### OBJECTIVE
All entries should be output exactly as they stand.

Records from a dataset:
%%

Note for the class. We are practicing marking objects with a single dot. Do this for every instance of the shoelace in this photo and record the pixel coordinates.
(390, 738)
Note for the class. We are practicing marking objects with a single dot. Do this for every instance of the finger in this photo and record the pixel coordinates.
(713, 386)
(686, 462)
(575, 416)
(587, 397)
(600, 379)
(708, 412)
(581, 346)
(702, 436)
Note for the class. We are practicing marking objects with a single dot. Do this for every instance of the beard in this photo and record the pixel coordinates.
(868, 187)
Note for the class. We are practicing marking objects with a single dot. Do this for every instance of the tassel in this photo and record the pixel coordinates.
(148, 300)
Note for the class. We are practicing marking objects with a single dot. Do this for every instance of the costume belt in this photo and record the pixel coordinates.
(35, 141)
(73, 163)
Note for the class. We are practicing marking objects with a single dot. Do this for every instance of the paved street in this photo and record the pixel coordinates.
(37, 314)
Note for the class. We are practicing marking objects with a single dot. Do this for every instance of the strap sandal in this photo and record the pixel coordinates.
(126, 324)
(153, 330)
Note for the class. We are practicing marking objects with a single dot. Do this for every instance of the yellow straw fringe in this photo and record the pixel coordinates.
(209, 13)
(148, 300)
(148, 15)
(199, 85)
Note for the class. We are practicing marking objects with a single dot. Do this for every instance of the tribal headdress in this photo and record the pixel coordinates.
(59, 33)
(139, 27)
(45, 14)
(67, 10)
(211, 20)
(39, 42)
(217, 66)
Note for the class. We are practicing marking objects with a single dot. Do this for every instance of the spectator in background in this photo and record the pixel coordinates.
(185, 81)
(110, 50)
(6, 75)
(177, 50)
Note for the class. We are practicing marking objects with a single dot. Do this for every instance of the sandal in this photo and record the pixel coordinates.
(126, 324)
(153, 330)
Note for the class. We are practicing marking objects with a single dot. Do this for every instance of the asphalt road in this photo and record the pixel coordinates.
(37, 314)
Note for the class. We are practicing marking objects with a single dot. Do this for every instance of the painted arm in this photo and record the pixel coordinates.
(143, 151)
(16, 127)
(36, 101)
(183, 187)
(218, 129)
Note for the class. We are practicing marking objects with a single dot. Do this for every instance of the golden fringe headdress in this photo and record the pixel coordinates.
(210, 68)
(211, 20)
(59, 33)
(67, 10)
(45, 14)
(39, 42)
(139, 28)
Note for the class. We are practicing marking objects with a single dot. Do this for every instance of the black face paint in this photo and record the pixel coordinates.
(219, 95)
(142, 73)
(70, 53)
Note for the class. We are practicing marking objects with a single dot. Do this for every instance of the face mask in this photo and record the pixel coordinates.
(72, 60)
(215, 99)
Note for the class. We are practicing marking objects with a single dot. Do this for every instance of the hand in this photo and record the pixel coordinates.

%%

### ANSWER BELOW
Note for the class. We are practicing marking objects with a single dot. Do this for every instance of the shoelace in this photo and record the pixel coordinates.
(390, 738)
Note for the class. We are practicing marking objects with a single dot. Do this for every instance of the finger in this photo and record the pixel coordinates.
(713, 386)
(686, 462)
(575, 416)
(587, 397)
(600, 379)
(708, 412)
(581, 346)
(702, 436)
Note for the class. We are practicing marking objects with a single dot. Do this for every instance of the beard in this photo and record the pixel coordinates.
(868, 187)
Note for the class. We are practicing marking objects with a single dot. Do this for every instance of the tassel in this photo and record the pixel coordinates.
(148, 300)
Note for the class. We are practicing marking objects with a single dot. Do this for every instance of the costume belt in this photo and record the pixel coordinates.
(35, 141)
(73, 163)
Note for the class. We are practicing marking objects with a single dot. Do this for every instance of the paved street in this photo and record the pixel coordinates.
(37, 314)
Note for the class. We are practicing marking objects with a single dot. Do this for every instance of the strap sandal in this photo and record the pixel coordinates.
(126, 324)
(153, 330)
Note for the class. We are practicing marking objects with a single dot. Do this for every instance of the yellow straw fringe in this photo and record the pixel coordinates.
(209, 13)
(148, 300)
(148, 15)
(199, 85)
Note for the class. We are practicing marking objects with a single dot. Do this for every instance of the tribal headdress in this photo and record the pixel coordinates.
(59, 33)
(139, 27)
(45, 14)
(67, 10)
(211, 20)
(39, 42)
(217, 66)
Note for the class. We are practicing marking objects with a single dot. Do this for every instance of the spectator in background in this photo and record the pixel coordinates.
(185, 81)
(110, 50)
(6, 75)
(177, 50)
Note for the class. We are practicing marking objects with a single dot. Do this for every instance of the sandal in this photo and record the pixel coordinates.
(126, 324)
(153, 330)
Note for the class. We are practicing marking objects with a single dot. Do this for every instance of the asphalt road in this photo and record the pixel coordinates.
(37, 314)
Note for the class. We are practicing marking objects with a single dot. Do this for every instance of the painted arm in this photo and record the pixel coordinates.
(143, 151)
(16, 127)
(36, 101)
(183, 187)
(218, 129)
Note for the class. We are practicing marking objects with a single dot. Do this for every instance of the golden fringe headdress in this photo and record the pixel coordinates.
(210, 68)
(211, 20)
(59, 33)
(67, 10)
(45, 14)
(39, 42)
(139, 28)
Note for the class. We are practicing marking objects with a single dot. Do this for every instance of the black face paint in this photo and record the pixel coordinates.
(219, 95)
(142, 73)
(70, 53)
Note for the class. We are practicing marking objects with a single dot. Do this for every instance of the face mask in this photo and record the pixel coordinates.
(72, 60)
(215, 99)
Note for the class. We are practicing marking objects with a single dot. Do this for every instance of the hand in this photo and record the pixel coordinates.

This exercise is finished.